- Data for the task -
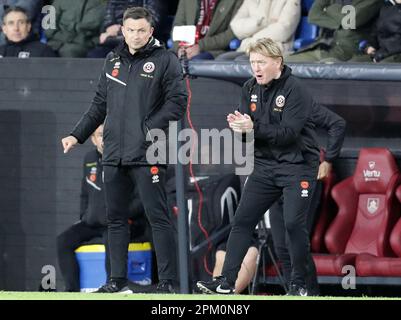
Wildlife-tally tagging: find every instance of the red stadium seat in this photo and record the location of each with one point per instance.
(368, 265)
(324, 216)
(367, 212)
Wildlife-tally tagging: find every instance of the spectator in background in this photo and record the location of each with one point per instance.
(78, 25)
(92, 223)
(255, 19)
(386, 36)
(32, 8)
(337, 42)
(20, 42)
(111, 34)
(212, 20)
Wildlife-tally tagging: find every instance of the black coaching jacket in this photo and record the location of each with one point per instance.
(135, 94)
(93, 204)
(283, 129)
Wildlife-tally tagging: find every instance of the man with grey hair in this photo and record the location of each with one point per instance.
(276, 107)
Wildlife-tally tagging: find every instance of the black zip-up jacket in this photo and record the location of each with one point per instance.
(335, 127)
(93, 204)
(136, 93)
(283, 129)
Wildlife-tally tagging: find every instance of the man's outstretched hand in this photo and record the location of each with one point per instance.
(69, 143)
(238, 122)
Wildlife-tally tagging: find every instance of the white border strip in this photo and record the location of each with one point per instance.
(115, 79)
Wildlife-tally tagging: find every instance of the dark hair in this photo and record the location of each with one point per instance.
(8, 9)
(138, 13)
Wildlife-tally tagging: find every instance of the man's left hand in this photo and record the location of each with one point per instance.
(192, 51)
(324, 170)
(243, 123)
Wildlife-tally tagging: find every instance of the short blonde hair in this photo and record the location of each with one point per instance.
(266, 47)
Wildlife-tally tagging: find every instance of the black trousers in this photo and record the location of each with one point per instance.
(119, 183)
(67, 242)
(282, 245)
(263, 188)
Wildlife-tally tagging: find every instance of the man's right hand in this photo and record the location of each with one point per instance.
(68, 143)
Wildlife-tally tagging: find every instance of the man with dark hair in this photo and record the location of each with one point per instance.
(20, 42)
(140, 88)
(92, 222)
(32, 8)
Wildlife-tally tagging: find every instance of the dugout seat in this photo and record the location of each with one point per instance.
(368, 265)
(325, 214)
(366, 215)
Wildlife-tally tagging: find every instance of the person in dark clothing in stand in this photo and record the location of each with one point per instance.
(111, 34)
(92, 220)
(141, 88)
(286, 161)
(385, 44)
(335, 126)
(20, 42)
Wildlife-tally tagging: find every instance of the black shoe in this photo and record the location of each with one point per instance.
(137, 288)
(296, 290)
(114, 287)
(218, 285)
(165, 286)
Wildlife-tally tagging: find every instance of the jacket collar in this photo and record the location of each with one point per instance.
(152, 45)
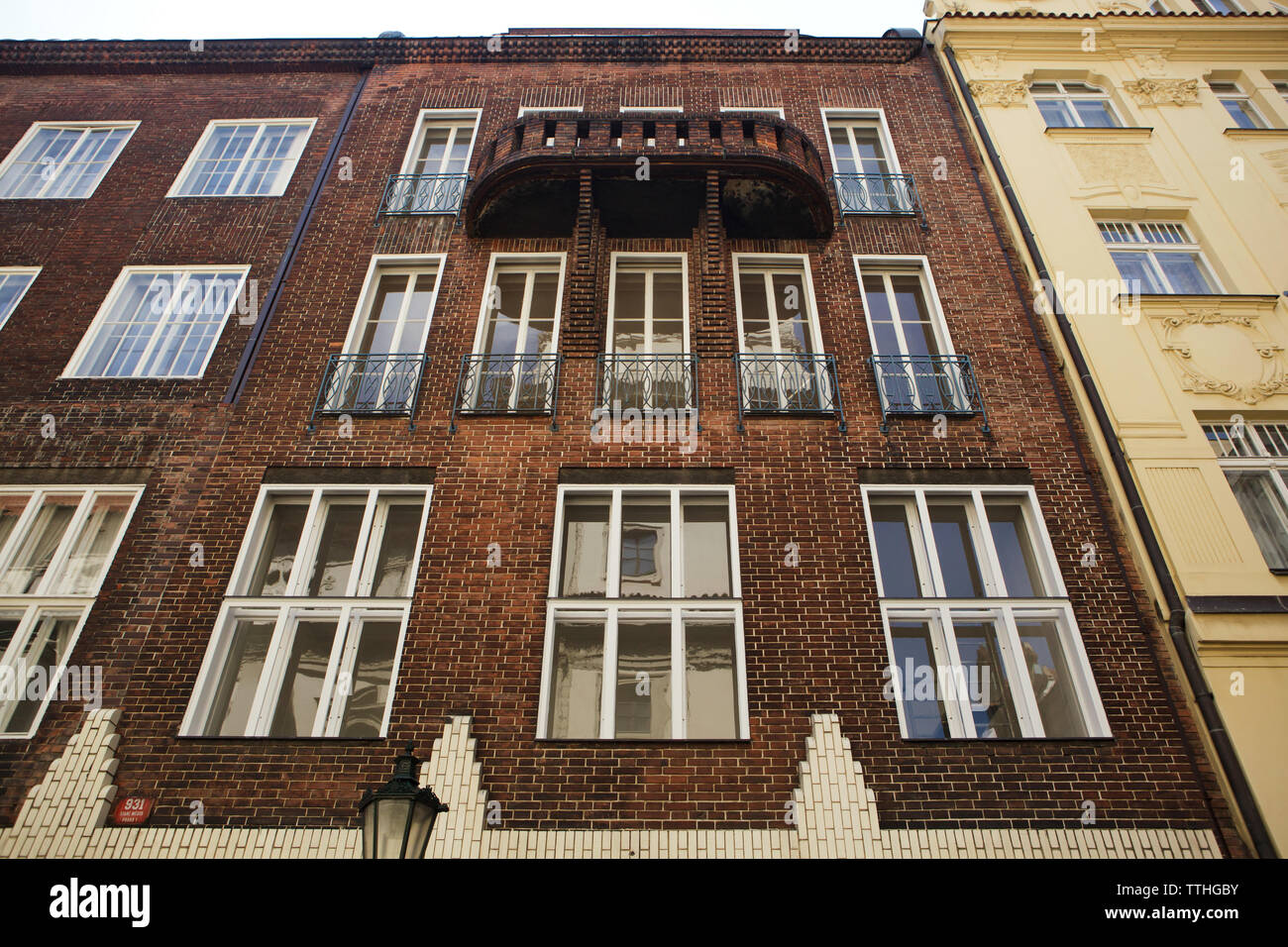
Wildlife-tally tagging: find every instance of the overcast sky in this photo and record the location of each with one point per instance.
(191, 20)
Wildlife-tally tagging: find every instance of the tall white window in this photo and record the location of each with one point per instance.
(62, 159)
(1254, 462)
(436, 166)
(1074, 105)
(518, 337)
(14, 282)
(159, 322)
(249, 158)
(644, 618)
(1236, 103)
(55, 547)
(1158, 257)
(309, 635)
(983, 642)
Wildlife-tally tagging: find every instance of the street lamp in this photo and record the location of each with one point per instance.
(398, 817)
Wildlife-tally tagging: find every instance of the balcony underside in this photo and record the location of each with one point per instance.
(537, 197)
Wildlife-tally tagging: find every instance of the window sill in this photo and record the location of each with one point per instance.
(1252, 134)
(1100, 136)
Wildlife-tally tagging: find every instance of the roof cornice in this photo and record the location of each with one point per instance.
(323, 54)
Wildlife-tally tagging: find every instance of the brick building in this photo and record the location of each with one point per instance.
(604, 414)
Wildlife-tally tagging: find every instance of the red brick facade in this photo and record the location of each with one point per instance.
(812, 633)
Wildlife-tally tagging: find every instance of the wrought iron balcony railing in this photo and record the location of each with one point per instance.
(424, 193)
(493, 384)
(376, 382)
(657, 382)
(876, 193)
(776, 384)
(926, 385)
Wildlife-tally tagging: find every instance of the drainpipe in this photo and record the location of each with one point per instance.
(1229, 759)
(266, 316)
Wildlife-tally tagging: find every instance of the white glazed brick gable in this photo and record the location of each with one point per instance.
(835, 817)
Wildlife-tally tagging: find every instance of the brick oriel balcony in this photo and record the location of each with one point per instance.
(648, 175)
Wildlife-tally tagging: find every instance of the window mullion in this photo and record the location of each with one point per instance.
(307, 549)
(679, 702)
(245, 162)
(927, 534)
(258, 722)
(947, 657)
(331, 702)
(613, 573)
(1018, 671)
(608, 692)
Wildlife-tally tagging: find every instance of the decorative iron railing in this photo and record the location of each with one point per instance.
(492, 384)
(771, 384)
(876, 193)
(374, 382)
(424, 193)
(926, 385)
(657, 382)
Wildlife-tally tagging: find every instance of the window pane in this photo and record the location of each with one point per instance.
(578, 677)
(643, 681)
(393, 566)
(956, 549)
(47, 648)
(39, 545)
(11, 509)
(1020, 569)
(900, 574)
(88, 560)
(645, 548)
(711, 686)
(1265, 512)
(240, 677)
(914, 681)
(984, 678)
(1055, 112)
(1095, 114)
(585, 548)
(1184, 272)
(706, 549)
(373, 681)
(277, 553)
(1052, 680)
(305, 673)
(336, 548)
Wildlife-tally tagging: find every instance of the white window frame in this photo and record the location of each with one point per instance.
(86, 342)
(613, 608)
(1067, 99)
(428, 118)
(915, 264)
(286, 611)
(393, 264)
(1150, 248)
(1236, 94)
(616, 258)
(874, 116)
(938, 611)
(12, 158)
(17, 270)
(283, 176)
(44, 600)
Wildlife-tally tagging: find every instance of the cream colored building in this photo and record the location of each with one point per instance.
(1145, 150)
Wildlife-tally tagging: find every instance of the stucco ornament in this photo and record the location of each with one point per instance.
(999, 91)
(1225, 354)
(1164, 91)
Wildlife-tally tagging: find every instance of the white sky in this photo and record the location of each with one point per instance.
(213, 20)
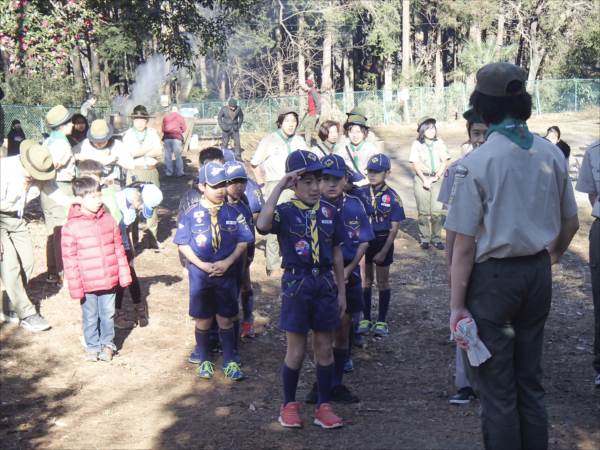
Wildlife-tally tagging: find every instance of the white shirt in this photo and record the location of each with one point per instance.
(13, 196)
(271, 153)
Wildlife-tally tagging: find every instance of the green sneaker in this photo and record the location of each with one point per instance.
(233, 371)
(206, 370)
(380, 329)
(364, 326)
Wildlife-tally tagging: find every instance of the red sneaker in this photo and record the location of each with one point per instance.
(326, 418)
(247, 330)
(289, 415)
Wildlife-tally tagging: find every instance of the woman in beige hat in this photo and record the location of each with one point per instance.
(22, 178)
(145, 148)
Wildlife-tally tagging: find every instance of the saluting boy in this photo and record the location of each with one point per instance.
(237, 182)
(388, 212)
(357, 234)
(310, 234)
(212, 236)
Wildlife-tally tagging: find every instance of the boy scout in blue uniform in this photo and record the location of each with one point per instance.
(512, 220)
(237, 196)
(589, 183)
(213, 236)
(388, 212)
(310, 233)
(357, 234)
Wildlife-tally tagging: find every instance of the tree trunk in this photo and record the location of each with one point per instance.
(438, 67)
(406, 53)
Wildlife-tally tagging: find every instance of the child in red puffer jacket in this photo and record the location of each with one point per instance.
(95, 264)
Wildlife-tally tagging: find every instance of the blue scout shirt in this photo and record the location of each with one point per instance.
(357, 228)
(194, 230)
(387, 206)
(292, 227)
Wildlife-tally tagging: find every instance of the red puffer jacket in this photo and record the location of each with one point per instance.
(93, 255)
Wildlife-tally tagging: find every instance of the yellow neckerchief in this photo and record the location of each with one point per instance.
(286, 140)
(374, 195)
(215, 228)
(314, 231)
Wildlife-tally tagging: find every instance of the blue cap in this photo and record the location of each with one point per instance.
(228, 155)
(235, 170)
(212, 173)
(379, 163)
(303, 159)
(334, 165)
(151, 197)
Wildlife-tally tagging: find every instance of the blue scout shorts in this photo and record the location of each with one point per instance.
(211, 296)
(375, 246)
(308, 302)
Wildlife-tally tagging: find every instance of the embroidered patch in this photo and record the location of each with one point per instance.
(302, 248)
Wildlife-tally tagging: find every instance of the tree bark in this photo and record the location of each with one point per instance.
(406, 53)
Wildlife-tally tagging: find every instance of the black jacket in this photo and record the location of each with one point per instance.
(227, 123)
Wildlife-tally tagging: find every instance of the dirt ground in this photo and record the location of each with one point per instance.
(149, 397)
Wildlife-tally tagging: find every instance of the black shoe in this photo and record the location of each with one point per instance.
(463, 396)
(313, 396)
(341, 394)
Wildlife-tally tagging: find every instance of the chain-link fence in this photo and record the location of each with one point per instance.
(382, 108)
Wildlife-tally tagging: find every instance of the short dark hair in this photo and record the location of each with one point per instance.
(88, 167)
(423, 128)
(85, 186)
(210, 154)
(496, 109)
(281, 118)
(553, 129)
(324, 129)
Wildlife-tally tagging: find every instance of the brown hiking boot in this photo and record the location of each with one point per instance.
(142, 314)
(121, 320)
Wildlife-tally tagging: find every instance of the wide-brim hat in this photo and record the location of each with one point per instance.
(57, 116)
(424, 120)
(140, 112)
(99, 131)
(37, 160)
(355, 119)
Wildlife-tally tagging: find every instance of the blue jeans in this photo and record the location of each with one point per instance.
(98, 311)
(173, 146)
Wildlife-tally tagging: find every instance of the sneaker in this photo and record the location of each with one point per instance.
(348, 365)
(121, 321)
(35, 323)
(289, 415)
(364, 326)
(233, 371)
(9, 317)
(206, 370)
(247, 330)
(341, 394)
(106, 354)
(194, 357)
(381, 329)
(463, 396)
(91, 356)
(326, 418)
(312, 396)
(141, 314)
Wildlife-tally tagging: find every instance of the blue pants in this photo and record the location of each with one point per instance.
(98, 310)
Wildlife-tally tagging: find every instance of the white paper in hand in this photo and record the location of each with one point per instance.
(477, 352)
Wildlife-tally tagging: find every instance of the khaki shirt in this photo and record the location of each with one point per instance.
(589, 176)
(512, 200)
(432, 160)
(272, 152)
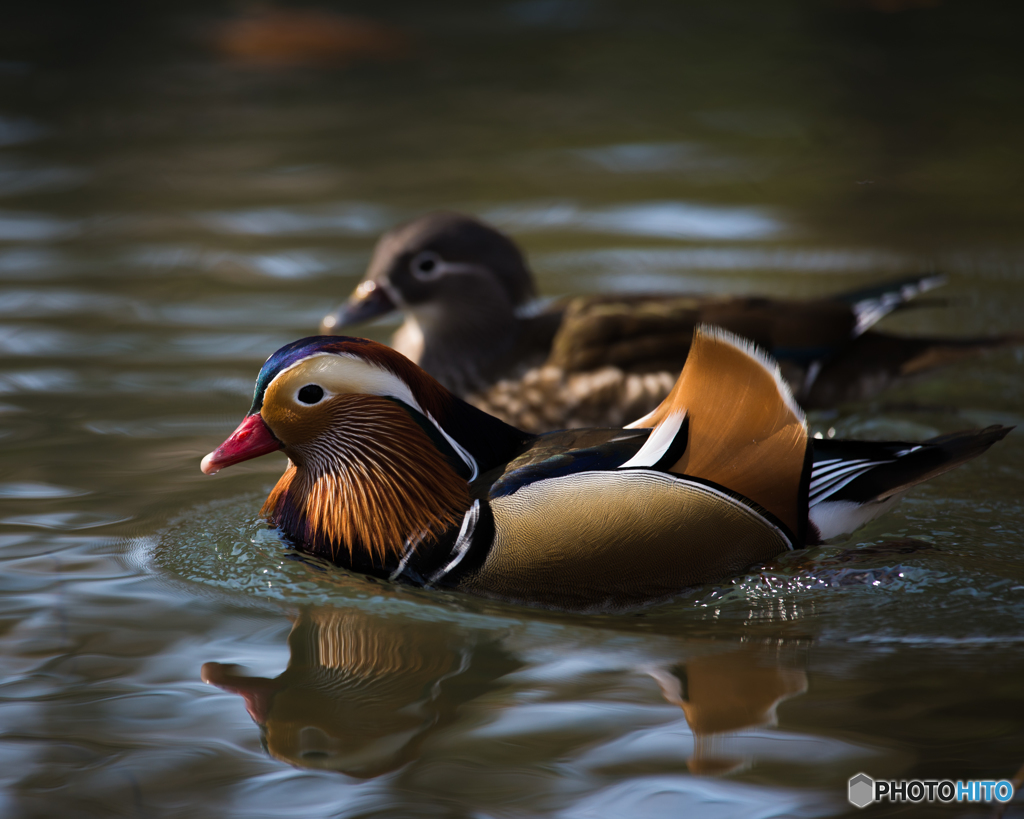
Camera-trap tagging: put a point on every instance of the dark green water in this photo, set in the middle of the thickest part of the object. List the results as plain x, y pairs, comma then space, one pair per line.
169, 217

- Problem to solve -
From the line containing "Wildlife-tally tagging: find every instance of the wide-brim" down to the last line of the data, print every line exactly and nothing else. Pictures stay out of the copy.

- Response to this exercise -
Wildlife-tally tagging: find every instance of the wide-brim hat in this photo and record the location of each with one point per instance.
(57, 116)
(424, 120)
(140, 112)
(99, 131)
(37, 160)
(355, 119)
Wildlife-tally tagging: find every instance of the blue jeans in this photo and record the location of each with one point per instance.
(98, 311)
(173, 146)
Wildlife-tally tagging: find every instance of the sneaker in this photo and record the location of each with one point per instance.
(348, 365)
(121, 321)
(35, 323)
(289, 415)
(364, 326)
(233, 371)
(9, 317)
(206, 370)
(247, 330)
(341, 394)
(106, 354)
(194, 357)
(381, 329)
(463, 396)
(91, 356)
(326, 418)
(312, 396)
(141, 314)
Wildlife-tally tagging: find every instance of the blue pants in this photo and record the location of each with one point per instance.
(98, 310)
Wildlife-tally tagging: find every instance of the white paper in hand in this photo and record the location of each with one point per instance.
(477, 352)
Wildlife-tally tagging: find every instance of the khaki shirt in this photo and record the location of each with one point per instance.
(589, 176)
(512, 200)
(432, 160)
(272, 152)
Camera-trap tagging: put a point on every instance of the dark green water in this photo, set in the middle of the thickest part of the object. List the results as plain x, y pairs, comma then space, one pair per line.
169, 217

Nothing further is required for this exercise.